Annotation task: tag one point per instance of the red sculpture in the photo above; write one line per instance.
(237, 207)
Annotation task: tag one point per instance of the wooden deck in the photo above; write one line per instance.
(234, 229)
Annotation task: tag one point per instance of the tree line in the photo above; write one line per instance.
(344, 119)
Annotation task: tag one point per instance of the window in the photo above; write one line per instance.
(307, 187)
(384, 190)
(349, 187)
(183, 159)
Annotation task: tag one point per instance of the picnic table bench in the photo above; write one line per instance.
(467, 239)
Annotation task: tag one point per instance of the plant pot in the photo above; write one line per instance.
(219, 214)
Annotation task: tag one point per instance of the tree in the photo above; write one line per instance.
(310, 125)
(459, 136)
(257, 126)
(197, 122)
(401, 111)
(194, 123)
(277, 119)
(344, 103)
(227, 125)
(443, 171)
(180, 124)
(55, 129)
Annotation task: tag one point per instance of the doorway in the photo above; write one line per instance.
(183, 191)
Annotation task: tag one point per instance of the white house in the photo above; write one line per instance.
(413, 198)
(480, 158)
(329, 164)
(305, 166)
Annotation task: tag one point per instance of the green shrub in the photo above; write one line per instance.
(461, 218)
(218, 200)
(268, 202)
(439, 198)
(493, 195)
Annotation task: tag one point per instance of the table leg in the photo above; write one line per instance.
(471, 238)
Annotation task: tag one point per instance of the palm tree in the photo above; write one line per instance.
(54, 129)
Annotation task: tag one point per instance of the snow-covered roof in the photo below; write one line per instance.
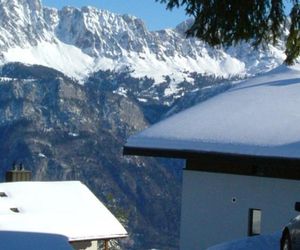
(31, 241)
(259, 116)
(67, 208)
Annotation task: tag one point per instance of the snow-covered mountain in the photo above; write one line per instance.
(81, 41)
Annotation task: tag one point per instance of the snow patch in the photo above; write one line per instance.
(60, 56)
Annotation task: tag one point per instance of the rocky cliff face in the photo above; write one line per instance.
(89, 39)
(86, 79)
(64, 131)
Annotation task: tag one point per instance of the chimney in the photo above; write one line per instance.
(18, 173)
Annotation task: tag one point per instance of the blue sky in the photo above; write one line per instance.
(153, 13)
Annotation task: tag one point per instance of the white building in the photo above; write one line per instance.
(65, 208)
(242, 151)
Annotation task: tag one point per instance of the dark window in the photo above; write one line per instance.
(254, 222)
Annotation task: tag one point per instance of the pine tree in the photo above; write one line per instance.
(227, 22)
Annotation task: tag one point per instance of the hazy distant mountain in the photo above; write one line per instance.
(81, 41)
(86, 79)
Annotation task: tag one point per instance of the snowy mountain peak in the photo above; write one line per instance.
(80, 41)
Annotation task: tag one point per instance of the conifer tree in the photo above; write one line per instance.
(227, 22)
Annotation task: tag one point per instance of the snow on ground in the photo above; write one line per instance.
(10, 240)
(60, 56)
(262, 242)
(259, 116)
(67, 208)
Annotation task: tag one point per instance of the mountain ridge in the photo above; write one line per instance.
(90, 39)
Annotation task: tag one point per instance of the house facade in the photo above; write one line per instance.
(242, 151)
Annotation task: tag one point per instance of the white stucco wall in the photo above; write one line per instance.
(209, 216)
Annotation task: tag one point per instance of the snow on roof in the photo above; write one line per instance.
(30, 241)
(260, 116)
(67, 208)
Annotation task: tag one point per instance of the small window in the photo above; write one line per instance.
(254, 222)
(15, 210)
(2, 194)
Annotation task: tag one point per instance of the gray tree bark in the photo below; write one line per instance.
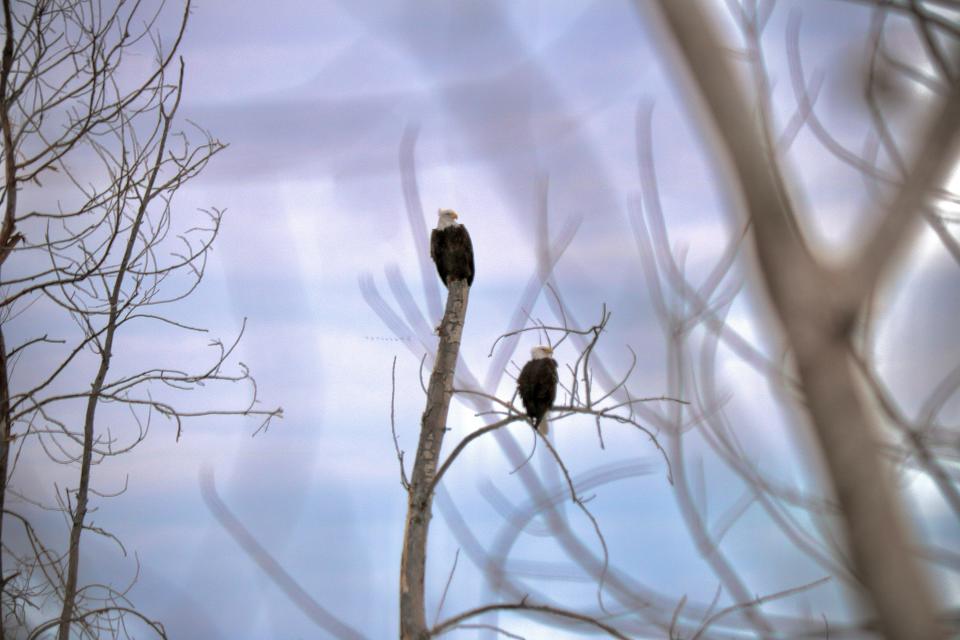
(433, 424)
(817, 307)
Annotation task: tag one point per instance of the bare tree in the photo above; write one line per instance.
(846, 527)
(83, 119)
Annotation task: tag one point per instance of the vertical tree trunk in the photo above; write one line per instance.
(817, 308)
(413, 624)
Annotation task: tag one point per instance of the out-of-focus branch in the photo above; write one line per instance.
(817, 312)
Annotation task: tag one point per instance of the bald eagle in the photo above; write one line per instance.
(451, 249)
(537, 385)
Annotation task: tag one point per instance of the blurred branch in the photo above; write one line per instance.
(818, 325)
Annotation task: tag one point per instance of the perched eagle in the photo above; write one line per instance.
(537, 385)
(451, 249)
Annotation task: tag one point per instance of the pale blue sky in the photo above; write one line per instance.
(314, 99)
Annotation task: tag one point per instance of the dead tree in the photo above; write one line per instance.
(818, 306)
(433, 426)
(91, 248)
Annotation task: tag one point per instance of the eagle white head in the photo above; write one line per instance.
(447, 218)
(539, 352)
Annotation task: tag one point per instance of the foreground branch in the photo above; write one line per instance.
(818, 315)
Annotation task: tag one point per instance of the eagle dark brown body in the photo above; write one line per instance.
(452, 251)
(537, 385)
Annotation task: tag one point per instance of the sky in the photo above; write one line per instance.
(502, 107)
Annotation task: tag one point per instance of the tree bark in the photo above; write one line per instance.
(433, 424)
(817, 307)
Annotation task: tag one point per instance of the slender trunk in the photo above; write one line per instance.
(5, 428)
(83, 491)
(8, 238)
(413, 624)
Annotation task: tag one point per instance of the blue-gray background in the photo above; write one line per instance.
(314, 99)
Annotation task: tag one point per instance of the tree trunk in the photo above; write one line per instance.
(413, 624)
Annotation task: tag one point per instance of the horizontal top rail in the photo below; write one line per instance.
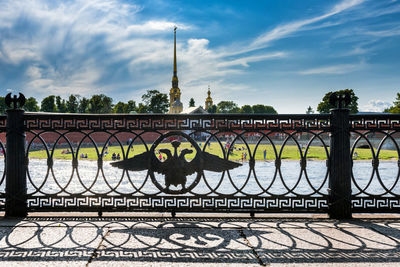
(374, 121)
(35, 121)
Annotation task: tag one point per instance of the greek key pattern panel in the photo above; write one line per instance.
(375, 122)
(176, 122)
(178, 203)
(127, 254)
(365, 204)
(3, 123)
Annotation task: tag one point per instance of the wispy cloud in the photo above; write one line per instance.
(375, 105)
(289, 28)
(334, 69)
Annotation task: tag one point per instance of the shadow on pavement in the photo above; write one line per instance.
(200, 240)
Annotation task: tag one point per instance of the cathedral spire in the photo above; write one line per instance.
(175, 68)
(175, 104)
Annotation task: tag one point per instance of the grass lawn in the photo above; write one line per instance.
(289, 152)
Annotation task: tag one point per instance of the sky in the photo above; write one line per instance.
(284, 53)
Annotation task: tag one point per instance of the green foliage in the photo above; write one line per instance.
(130, 107)
(309, 110)
(246, 109)
(227, 107)
(396, 106)
(61, 106)
(119, 107)
(83, 106)
(263, 109)
(100, 104)
(48, 104)
(142, 108)
(31, 105)
(324, 106)
(72, 104)
(212, 109)
(191, 102)
(155, 102)
(122, 107)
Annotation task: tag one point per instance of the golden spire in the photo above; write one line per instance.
(209, 101)
(175, 68)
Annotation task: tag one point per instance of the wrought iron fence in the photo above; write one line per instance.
(198, 163)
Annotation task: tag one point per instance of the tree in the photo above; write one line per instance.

◆ **Problem requirements**
Can you format every line of the records above as a numbered list, skipping blank lines and leaving the pictures out?

◆ **Reply to the exercise**
1. Annotation task: tag one point per instance of the red sculpture in the photo above; write one line per instance.
2. (237, 207)
3. Annotation task: tag one point per instance of the wooden deck in the photo above; write one line per instance.
4. (234, 229)
5. Annotation task: tag one point per instance of the tree line in the photo above; write one line per instance.
6. (344, 119)
7. Annotation task: tag one point per instance of the window in the photo above; write one line per instance.
8. (307, 187)
9. (384, 190)
10. (349, 187)
11. (183, 159)
12. Annotation task: tag one point per instance of the picnic table bench in the photo above; write one line per instance.
13. (467, 239)
14. Annotation task: tag one point per instance of the plant pot in the photo above; write one line per instance.
15. (219, 214)
16. Annotation task: tag one point per instance of the tree in the photo above; write one line per instance.
17. (310, 125)
18. (459, 136)
19. (257, 126)
20. (197, 122)
21. (401, 111)
22. (194, 123)
23. (277, 119)
24. (344, 103)
25. (227, 125)
26. (443, 171)
27. (180, 124)
28. (55, 129)
29. Annotation task: tag one point per instance of the doorway in the photo above; write one line per instance.
30. (183, 191)
31. Annotation task: tag one point per instance of the white house in the photo above; write one line per instance.
32. (413, 198)
33. (480, 158)
34. (329, 164)
35. (305, 166)
36. Annotation task: tag one point per instance of the green shrub in the photo above; write one line per instance.
37. (461, 218)
38. (218, 200)
39. (268, 202)
40. (439, 198)
41. (493, 195)
42. Annotation task: tag one point per instance of the table leg in the photo above; write one line per instance.
43. (471, 238)
44. Annotation task: tag one point per instance of the palm tree in the photo above; write one line per instance.
45. (54, 129)
46. Annotation task: tag one point per instance of the snow-covered roof in the photo below; write one line per instance.
47. (31, 241)
48. (259, 116)
49. (67, 208)
50. Annotation task: tag one point per instance of the snow-covered mountain in the photo above; write one line per instance.
51. (81, 41)
52. Annotation task: tag one point per instance of the snow patch in the photo above; write one line per instance.
53. (60, 56)
54. Annotation task: tag one point per instance of the rocky cliff face in the photo above; write one line per instance.
55. (89, 39)
56. (86, 79)
57. (64, 131)
58. Annotation task: tag one point per instance of the chimney in the photo above; write one line per instance.
59. (18, 173)
60. Annotation task: tag one point per instance of the blue sky in the photo above; write one line per instance.
61. (153, 13)
62. Annotation task: tag one point per instance of the white building in the photo above; write one line per instance.
63. (65, 208)
64. (242, 151)
65. Annotation task: tag one point per instance of the dark window in the photo above; write one line per instance.
66. (254, 222)
67. Annotation task: tag one point per instance of the pine tree in the photo above; write one line per instance.
68. (227, 22)
69. Annotation task: tag one point per instance of the hazy distant mountain in the photo above; write one line per instance.
70. (81, 41)
71. (86, 79)
72. Annotation task: tag one point per instance of the snowy mountain peak in the photo above; write one line per instance.
73. (80, 41)
74. Annotation task: tag one point per instance of the conifer tree in the photo above; write one line per instance.
75. (227, 22)
76. Annotation task: tag one point per instance of the snow on ground in the photo above; write one line per instance.
77. (10, 240)
78. (60, 56)
79. (262, 242)
80. (259, 116)
81. (67, 208)
82. Annotation task: tag one point per instance of the mountain ridge in the photo above; write one line per instance.
83. (90, 39)
84. Annotation task: tag one point per instance of the house facade in the photo above; write one line per instance.
85. (242, 151)
86. Annotation task: tag one point per instance of the white stucco wall in the photo above; write one line per instance.
87. (209, 216)
88. Annotation task: tag one point per instance of the snow on roof in the photo above; write one line per instance.
89. (30, 241)
90. (260, 116)
91. (67, 208)
92. Annotation task: tag one point per instance of the small window in the photo above; write one line per instance.
93. (254, 222)
94. (15, 210)
95. (2, 194)
96. Annotation task: tag one point per instance of the gray tree bark in the photo below; write one line per instance.
97. (433, 424)
98. (817, 307)
99. Annotation task: tag one point per instance of the bare tree in the photo above; write one line per instance.
100. (846, 527)
101. (83, 119)
102. Annotation task: tag one point per instance of the vertical tree trunk in the photo above; write one line per instance.
103. (817, 308)
104. (413, 624)
105. Annotation task: tag one point per instance of the out-of-focus branch in the photo above; write one line per instance.
106. (817, 312)
107. Annotation task: tag one point per instance of the bald eagle in the photo above; write one line per instance.
108. (451, 249)
109. (537, 385)
110. Annotation task: tag one point per instance of the blurred branch in the photo above; write one line per instance.
111. (818, 325)
112. Annotation task: tag one point per instance of the perched eagle in the photo above; write one line per instance.
113. (537, 385)
114. (451, 249)
115. Annotation task: tag one point per instance of the pale blue sky in the photo above; write one line per instance.
116. (314, 99)
117. Annotation task: tag one point per instance of the dead tree in the photo above; write one line per instance.
118. (818, 306)
119. (433, 426)
120. (91, 248)
121. Annotation task: tag one point per instance of the eagle white head in the photo above; write one line per instance.
122. (447, 218)
123. (539, 352)
124. Annotation task: tag one point per instance of the foreground branch in the photo above; write one line per instance.
125. (818, 315)
126. Annotation task: tag one point per instance of the eagle dark brown body in the photo above; write one line per instance.
127. (452, 251)
128. (537, 385)
129. Annotation task: tag one point per instance of the sky in the photo above; write one line per instance.
130. (502, 107)
131. Annotation task: tag one point per instance of the tree bark in the photo above; write one line per instance.
132. (433, 424)
133. (817, 307)
134. Annotation task: tag one point per instance of the slender trunk in the photo above; write one line per instance.
135. (5, 428)
136. (83, 491)
137. (8, 238)
138. (413, 624)
139. Annotation task: tag one point per instance of the blue-gray background in the photo above; write one line per instance.
140. (314, 99)
141. Annotation task: tag one point per instance of the tree trunk in the photo above; write one line per instance.
142. (413, 624)
143. Annotation task: tag one point per instance of the horizontal top rail in the photo below; write one line per instance.
144. (374, 121)
145. (35, 121)
146. Annotation task: tag one point per instance of the greek key pattern panel in the photo above; write one line per instance.
147. (375, 122)
148. (176, 122)
149. (178, 203)
150. (127, 254)
151. (365, 204)
152. (3, 123)
153. Annotation task: tag one point per instance of the wispy cloud in the photo above; write one line per instance.
154. (375, 105)
155. (289, 28)
156. (334, 69)
157. Annotation task: tag one point per instance of the shadow on pavement in the photo above; write one line per instance.
158. (200, 240)
159. Annotation task: tag one point per instance of the cathedral spire in the photo above; write one line per instance.
160. (175, 68)
161. (175, 104)
162. Annotation task: tag one point per instance of the grass lawn in the photo above; write one line per instance.
163. (289, 152)
164. Annotation task: tag one point per instance of the sky in the photo above; write one line per instance.
165. (284, 53)
166. Annotation task: tag one point per instance of the green foliage in the photo above; write one line per instance.
167. (130, 107)
168. (309, 110)
169. (246, 109)
170. (227, 107)
171. (396, 106)
172. (61, 106)
173. (119, 107)
174. (83, 106)
175. (263, 109)
176. (100, 104)
177. (48, 104)
178. (142, 108)
179. (31, 105)
180. (324, 106)
181. (72, 104)
182. (212, 109)
183. (191, 102)
184. (155, 102)
185. (122, 107)
186. Annotation task: tag one point per instance of the golden spire in the photo above; write one line per instance.
187. (209, 101)
188. (175, 68)
189. Annotation task: tag one point per instance of the wrought iron fence in the photo above; write one line per instance.
190. (198, 163)
191. Annotation task: tag one point per instance of the tree in the photo above; write one line per instance.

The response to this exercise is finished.